* Exercise brief
Give back the full set of entries that follows, exactly as written.

BEGIN Records for this exercise

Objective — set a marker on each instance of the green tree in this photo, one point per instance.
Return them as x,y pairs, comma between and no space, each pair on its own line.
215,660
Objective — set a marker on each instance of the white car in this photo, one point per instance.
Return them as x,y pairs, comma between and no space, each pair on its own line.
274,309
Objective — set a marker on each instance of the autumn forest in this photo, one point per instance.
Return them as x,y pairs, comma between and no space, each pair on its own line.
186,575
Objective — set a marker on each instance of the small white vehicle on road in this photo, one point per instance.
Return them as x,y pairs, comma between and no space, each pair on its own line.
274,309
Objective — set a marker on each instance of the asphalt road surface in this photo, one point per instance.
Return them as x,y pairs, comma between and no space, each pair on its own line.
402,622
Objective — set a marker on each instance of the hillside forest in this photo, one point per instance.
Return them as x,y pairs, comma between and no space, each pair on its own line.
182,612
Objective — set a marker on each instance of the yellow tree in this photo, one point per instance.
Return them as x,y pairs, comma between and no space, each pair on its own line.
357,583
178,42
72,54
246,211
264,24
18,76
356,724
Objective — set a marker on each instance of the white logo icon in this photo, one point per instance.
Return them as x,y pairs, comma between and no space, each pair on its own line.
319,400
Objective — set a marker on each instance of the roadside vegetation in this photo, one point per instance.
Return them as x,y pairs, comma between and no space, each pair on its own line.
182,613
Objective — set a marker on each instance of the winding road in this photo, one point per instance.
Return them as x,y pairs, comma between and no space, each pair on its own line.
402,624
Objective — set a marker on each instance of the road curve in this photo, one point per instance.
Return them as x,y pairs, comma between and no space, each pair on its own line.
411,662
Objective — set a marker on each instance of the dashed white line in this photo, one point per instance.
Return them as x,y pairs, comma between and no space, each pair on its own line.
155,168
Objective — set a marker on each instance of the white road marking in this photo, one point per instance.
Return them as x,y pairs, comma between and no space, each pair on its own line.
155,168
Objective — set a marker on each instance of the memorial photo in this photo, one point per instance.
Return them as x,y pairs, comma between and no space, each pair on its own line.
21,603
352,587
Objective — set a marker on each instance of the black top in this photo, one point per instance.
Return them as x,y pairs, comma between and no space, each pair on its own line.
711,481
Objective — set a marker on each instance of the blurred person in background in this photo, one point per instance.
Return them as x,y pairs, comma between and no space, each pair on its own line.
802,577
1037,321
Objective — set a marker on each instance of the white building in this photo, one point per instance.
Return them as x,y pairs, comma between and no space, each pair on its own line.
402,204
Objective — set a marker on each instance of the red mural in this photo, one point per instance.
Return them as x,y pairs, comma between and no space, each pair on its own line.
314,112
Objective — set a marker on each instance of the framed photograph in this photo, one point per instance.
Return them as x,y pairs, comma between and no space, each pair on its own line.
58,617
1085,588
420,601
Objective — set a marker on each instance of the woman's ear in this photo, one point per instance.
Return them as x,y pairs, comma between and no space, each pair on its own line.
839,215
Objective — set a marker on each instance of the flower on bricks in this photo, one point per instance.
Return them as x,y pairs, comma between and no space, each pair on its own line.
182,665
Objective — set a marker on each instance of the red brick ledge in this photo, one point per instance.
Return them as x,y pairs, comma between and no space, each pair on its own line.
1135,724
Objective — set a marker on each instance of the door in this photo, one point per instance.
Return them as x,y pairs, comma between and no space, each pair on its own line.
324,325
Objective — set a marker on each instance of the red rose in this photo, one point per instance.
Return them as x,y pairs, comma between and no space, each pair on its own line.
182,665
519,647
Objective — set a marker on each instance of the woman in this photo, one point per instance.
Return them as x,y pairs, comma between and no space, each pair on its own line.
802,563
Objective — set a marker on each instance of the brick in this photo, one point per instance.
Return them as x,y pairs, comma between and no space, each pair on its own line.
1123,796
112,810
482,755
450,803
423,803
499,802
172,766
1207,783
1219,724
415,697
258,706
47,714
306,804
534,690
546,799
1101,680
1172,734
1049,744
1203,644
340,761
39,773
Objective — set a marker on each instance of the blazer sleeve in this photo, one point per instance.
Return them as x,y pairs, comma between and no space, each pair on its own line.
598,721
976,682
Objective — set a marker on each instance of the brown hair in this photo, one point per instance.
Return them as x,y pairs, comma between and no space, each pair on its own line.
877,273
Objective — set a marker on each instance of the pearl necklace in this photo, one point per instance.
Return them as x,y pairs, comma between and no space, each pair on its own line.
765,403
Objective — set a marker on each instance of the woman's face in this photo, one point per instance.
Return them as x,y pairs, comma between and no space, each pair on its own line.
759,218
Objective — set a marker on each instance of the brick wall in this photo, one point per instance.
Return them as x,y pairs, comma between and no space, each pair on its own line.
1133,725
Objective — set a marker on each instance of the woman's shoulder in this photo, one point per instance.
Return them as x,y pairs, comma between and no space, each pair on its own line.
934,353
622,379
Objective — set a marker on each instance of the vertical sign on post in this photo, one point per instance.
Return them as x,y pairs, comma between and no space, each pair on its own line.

END Records for this exercise

* Output for this task
Objective — set a marker on each instance of the green tree in this photo, one point per instance.
Return them as x,y pairs, comma between and no space, each pair on its own line.
215,660
Objective — set a marker on each instance of the white car in this photo, one point per instance.
Return them as x,y pairs, comma between and no space, each pair on its own line.
274,309
Objective — set a marker on each instance of the autumn forest in this photo, one point per instance.
Return them as x,y pairs, comma between and no space, each pair on its own line.
186,575
Objective — set a marker on each instance of the small white vehicle on road in this photo, one point per instance.
Return them as x,y pairs, comma between and no space, each pair on its own line.
274,309
Objective — set a marker on each instance of the asphalt road surface in this photo, one point per instance.
Return them as x,y pairs, comma between and no space, each pair on its own line.
402,622
Objective — set a marker on each instance of the hillside forest in this photo, one point per instance.
Return them as x,y pairs, comma between and no space, each pair on its own line.
182,612
Objective — set a marker on each instance of the yellow tree in this photo, one point per instance.
Return them as x,y pairs, comma between and no space, each pair on its own line.
357,583
178,42
72,54
246,211
264,24
18,76
356,724
Objective — set a marker on each instance of the white logo icon in this photo, one point per instance.
Return them as x,y pairs, comma between and no space, each pair on its own line.
319,400
Objective — set a marker on each instance of the roadside vegetation in this photo, one point per instance.
Return them as x,y pairs, comma between and no space, each pair on its own line.
182,613
Objective — set a marker on each instance of the winding road in this photo, one point per instance.
Return them as x,y pairs, comma between and no space, each pair on its own line.
402,624
Objective — set a marker on each instance of the road curve in this photo, one point per instance.
Return them as x,y pairs, comma between and no space, each pair on its own line.
411,662
Objective — set a marker on each instance of the dashed white line in this photo, one point per instance.
Return them as x,y pairs, comma between and no space, each pair on its own line.
155,168
Objective — set a marker on each instance of the white road marking in this photo, one point per instance.
Return them as x,y pairs, comma between and no space, each pair on its own line.
155,168
Objective — set a marker on each instance of the memorial photo in this photo, one point per instance.
Return them as x,y pairs, comma between and no space, each pair on its own line.
21,603
352,587
Objective — set a marker on each instance of the black top in this photo, one point per instance.
Return them as x,y pairs, comma between and no space, each pair on its own line.
711,481
Objective — set a marker on each instance of the blurred person in background in this photo, one point per instance.
Return them as x,y pairs, comma between and no space, each pair on its own line.
802,577
1037,321
Objective — set a marker on each instance of the white building in this photo, one point per instance.
Return them as x,y pairs, comma between and no space, each pair on its own line.
402,204
Objective — set a marker on each instance of the red mural in this photo, one point per instance.
Return them as x,y pairs, comma between and no space, each pair on its own line.
314,112
Objective — set a marker on each instance of the framed photograph in this photo, one point per instance.
Return them as x,y pairs, comma between and no space, each pair on its own line.
58,617
1085,588
420,601
Objective — set a marker on each instance of the woman's ear in this photo, one point per instance.
Return them as x,y pairs, comma between and no space, each pair on its own line.
839,215
Objective — set a marker on each instance of the flower on bricks in this photo, one point per instance.
Return them as x,y pairs, comma between and no space, each pair on its own line.
182,665
Objective — set a marker on each instance of the red brick ledge in this photo, one point per instance.
Return them as x,y pairs, comma between and no space, each pair on its own line.
1135,724
Objective — set a marker on each instance of the door in this photo, one point per instance.
Return them as x,y pairs, comma between and no space, each pair on its own line.
324,325
Objective — set a marker on each instance of the red rose in this photo, one point per instance.
Return them as x,y pairs, comma between and no space, each pair on its own line.
182,665
519,647
Objective — set a marker on each instance of the woman in this photo, one point per instance.
Return them as x,y pairs, comma between and no space, each pair on its own line.
802,563
Objective — set a marker on each instance of the brick in this photo, one point per instance.
Return them as x,y pairs, comma between and no space, each pair on its own line.
1123,796
112,810
482,755
450,803
423,803
499,802
172,766
1207,783
1219,724
415,697
258,706
47,714
306,804
534,690
546,799
1101,680
1172,734
1049,744
1203,644
340,761
39,773
Objective — set a marker on each instance of the blazer sleeve in this photo, one point per instance.
Return them as x,y pairs, comma between and no space, each pair on its own line.
598,721
976,682
Objective — set a marker on each instance of the brown hair in this photo, one point per instance.
Return them as x,y pairs, comma between and no space, each pair on its own line.
877,273
Objective — set a marker on each instance of the pearl necklace in this photo, one point per instance.
Return them as x,y pairs, comma between and no space, each pair on its own line.
765,403
Objective — set a marker on each instance of the woman's face in this photo, one point per instance.
Return them as x,y pairs, comma between and no space, each pair on its own line.
759,218
Objective — set a marker on each instance of the brick wall in this photo, one point per instance.
Return them as x,y pairs, comma between and no space, each pair on its own line.
1133,725
Objective — set a marker on each instance of the woman's shoulder in this photo, one point per instance.
Return them as x,y pairs, comma between and no space, each pair on its own line.
934,353
622,379
Objective — set a marker on each instance of the vertical sign on post in this photo, one point per instance.
Return them as x,y pairs, comma between and no space, each pair on its own line.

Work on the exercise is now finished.